Required task A:
Collect every line of the rows that contains the string "track", matching case exactly.

# How Would You Fix the Warriors?



## RollWithEm

What do you think so far of Mark Jackson as a head coach?

What do you think the Warriors longterm plan is at this time: given the playoff guarantee they fell short of this season?

How would you instill a winning culture?

What would you do with the 7th, 30th, and 35th picks?

What trades would you make?

How would you approach free agency?

http://hoopshype.com/salaries/golden_state.htm


----------



## Pacers Fan

It's too bad that the Warriors have so much money invested in Jefferson/Biedrins. That'll make swinging a deal for a better swingman a little more difficult, but even still, #7 should be attractive enough to someone. I could see them trying to swing deals for Luol Deng, Wilson Chandler, Josh Smith, Joe Johnson, Kevin Martin, and Nicolas Batum. If Mark Jackson is really an adequate coach and Bogut/Curry stay healthy, this should easily be a playoff team next year.


----------



## Bogg

Yea, those Jefferson/Biedrins contracts are killers. Just absolutely plugging up the cap and the number 7 pick is just far down the board enough that I can't see a team trading a legitimate player to take a swing on that Lamb/Waiters/Lillard/Sullinger group. I suppose the ideal situation is Atlanta _really_ wanting to get Horford out of the center spot and moving Joe Johnson(still a top 5 shooting guard) and Joe Johnson's contract to draft Sullinger/save $50 million. Then again, any "ideal situation" that involves taking on Joe Johnson's contract isn't ideal in any sense of the word.


----------



## Basel

Mark Jackson is doing a fine job as coach, in my opinion, given that it was his first year and dealing with the injuries he dealt with (mostly to Steph Curry). I don't mind that he guaranteed a playoff spot. He's trying to bring a winning attitude back to the Warriors. If Bogut/Curry are healthy next season and with Thompson improving, they can make some noise in the Western Conference. No reason to think they can't be better than this year's Jazz team that got the 8 seed.

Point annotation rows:
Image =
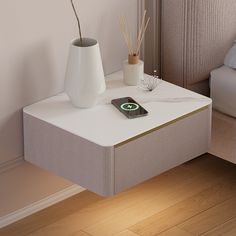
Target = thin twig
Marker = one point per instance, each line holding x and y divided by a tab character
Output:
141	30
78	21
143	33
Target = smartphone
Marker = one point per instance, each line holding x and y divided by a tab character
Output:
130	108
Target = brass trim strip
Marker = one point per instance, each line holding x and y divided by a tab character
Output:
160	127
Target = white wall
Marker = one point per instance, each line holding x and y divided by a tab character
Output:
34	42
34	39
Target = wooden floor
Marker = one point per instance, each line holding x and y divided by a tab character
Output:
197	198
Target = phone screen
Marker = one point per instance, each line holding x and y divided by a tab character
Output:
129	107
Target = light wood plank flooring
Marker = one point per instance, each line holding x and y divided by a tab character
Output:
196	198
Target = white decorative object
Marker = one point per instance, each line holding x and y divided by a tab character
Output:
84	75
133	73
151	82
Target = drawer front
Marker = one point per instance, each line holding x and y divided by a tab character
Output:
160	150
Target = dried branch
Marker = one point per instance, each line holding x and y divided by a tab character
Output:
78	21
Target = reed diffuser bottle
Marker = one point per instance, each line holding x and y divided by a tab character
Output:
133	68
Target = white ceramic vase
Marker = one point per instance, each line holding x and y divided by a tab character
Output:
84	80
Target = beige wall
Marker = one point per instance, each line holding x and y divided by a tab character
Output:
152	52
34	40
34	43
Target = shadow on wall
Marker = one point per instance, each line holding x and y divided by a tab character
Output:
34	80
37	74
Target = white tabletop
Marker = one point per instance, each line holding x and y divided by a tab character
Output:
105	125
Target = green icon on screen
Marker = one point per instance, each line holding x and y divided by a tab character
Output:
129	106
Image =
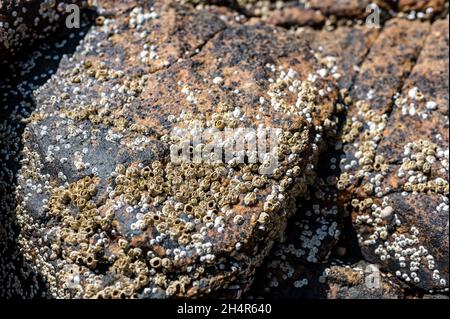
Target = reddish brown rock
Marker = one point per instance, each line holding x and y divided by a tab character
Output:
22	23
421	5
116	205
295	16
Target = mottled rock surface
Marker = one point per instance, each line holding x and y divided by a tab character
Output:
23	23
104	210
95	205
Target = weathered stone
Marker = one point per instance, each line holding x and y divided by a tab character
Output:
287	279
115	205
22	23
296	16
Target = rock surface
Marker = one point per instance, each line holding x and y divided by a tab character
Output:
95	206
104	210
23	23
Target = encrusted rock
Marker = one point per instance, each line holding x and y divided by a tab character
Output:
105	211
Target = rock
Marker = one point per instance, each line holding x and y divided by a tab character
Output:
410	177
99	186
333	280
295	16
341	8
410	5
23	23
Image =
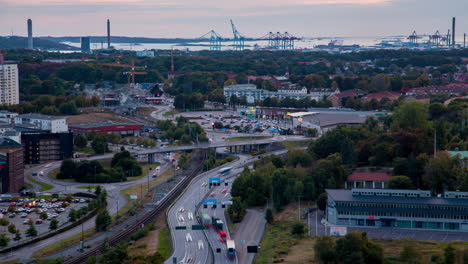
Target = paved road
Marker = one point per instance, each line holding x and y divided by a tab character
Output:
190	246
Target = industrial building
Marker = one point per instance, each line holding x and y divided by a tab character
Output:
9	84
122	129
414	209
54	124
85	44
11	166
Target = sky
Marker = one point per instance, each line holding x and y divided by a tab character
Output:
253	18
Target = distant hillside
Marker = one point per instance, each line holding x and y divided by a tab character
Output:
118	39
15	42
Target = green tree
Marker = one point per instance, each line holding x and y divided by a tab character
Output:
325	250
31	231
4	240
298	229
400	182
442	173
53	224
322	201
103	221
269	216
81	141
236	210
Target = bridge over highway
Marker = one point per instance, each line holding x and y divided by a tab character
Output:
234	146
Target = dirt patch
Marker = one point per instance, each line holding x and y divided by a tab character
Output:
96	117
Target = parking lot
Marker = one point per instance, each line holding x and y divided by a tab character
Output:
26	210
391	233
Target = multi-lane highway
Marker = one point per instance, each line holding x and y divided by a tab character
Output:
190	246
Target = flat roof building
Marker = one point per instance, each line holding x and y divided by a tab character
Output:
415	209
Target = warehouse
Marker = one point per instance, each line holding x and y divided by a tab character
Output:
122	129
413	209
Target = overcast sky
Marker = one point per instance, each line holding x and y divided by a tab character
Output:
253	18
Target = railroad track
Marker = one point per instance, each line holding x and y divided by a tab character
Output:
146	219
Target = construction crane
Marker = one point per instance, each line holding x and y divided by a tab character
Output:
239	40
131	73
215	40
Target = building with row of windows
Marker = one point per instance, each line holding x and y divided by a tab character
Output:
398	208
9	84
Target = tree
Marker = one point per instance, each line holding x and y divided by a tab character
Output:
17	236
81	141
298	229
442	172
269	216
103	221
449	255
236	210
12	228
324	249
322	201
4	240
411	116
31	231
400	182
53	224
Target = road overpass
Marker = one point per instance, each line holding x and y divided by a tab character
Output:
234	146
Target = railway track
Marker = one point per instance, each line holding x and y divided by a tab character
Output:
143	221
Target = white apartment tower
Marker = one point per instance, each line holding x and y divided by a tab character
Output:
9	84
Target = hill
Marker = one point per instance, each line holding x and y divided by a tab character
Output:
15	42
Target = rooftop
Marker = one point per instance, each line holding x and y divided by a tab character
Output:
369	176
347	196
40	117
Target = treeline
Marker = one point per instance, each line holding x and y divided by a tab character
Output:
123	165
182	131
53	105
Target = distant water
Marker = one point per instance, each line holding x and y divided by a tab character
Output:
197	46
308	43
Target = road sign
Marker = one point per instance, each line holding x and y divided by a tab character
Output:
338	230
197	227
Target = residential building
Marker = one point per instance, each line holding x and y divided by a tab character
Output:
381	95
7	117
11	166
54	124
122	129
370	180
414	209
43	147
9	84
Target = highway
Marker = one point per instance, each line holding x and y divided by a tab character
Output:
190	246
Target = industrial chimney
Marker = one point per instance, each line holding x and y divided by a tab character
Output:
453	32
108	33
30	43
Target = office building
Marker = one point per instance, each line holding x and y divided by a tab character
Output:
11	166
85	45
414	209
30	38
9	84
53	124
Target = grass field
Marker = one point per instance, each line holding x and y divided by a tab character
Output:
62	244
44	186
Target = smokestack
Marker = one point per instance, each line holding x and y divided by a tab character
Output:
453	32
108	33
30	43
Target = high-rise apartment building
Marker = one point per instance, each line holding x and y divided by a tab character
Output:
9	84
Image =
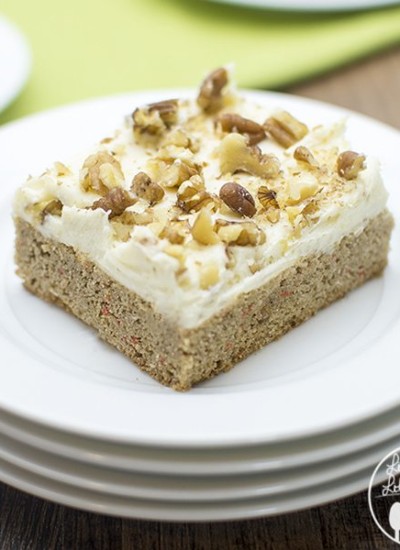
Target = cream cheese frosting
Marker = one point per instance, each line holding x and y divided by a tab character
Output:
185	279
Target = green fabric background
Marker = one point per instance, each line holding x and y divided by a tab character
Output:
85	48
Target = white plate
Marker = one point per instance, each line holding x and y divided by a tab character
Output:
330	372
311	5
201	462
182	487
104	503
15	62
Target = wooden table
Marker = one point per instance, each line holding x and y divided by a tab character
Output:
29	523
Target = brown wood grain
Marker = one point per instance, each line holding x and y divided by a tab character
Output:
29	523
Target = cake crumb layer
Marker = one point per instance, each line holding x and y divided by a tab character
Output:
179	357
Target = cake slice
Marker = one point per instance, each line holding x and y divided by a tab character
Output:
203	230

Required task B:
In the forum thread, begin at the words "http://hoopshype.com/salaries/golden_state.htm" and stop after "team next year.". Reproduce that span with "Jefferson/Biedrins" changed to "Jefferson and Biedrins".

Final result A:
Target = railroad track
Target = railway track

Final result B:
http://hoopshype.com/salaries/golden_state.htm


----------



## Pacers Fan

It's too bad that the Warriors have so much money invested in Jefferson and Biedrins. That'll make swinging a deal for a better swingman a little more difficult, but even still, #7 should be attractive enough to someone. I could see them trying to swing deals for Luol Deng, Wilson Chandler, Josh Smith, Joe Johnson, Kevin Martin, and Nicolas Batum. If Mark Jackson is really an adequate coach and Bogut/Curry stay healthy, this should easily be a playoff team next year.